* Aim of the exercise
Select every line of the items below that contains the word "wheel", matching case exactly.

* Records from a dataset

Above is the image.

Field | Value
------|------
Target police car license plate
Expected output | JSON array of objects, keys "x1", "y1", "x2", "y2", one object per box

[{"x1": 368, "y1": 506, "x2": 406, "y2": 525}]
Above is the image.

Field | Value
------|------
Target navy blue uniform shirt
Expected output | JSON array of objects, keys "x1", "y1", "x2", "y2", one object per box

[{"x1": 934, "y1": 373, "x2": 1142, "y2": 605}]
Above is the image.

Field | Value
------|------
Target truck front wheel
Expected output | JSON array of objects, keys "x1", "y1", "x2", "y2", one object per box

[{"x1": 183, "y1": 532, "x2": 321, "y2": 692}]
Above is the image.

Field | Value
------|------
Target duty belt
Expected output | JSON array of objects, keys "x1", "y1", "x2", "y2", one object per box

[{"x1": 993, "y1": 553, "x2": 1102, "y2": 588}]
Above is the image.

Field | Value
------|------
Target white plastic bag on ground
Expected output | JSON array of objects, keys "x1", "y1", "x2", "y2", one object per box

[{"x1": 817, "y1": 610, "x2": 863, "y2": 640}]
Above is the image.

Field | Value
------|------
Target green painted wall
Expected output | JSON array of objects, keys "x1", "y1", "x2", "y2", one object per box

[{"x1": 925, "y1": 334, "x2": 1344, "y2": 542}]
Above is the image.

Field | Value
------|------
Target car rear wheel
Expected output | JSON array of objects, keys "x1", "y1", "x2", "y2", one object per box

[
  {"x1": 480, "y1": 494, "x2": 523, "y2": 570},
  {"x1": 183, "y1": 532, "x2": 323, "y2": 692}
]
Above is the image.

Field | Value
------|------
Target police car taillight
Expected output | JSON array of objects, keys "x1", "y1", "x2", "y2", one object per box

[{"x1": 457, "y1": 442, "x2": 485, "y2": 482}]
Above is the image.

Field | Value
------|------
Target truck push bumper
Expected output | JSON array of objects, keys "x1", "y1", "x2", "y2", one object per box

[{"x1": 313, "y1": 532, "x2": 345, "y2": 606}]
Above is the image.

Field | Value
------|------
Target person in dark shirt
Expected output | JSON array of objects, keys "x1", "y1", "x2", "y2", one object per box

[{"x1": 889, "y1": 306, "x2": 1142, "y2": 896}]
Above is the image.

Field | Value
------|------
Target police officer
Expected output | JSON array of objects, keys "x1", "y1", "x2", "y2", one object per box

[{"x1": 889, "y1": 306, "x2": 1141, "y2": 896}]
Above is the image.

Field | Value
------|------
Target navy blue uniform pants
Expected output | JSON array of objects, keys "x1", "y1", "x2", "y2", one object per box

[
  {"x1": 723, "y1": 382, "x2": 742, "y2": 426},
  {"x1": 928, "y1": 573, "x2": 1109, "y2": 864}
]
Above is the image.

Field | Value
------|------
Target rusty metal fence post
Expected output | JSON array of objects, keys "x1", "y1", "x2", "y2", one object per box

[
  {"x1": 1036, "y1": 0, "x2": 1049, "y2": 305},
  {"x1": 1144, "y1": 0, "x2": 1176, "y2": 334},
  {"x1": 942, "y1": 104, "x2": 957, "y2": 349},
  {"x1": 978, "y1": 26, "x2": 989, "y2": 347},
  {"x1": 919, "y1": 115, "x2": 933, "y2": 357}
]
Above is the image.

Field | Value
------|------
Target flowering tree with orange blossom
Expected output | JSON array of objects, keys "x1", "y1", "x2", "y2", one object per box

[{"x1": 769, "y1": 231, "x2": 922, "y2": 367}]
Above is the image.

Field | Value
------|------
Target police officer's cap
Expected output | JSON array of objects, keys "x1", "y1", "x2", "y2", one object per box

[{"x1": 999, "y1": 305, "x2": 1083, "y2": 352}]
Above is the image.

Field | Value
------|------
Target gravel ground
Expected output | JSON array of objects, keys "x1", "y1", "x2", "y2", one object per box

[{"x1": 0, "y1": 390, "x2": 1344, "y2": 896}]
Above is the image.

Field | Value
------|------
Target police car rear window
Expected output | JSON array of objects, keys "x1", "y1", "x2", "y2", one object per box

* In response
Target truck front wheel
Target car rear wheel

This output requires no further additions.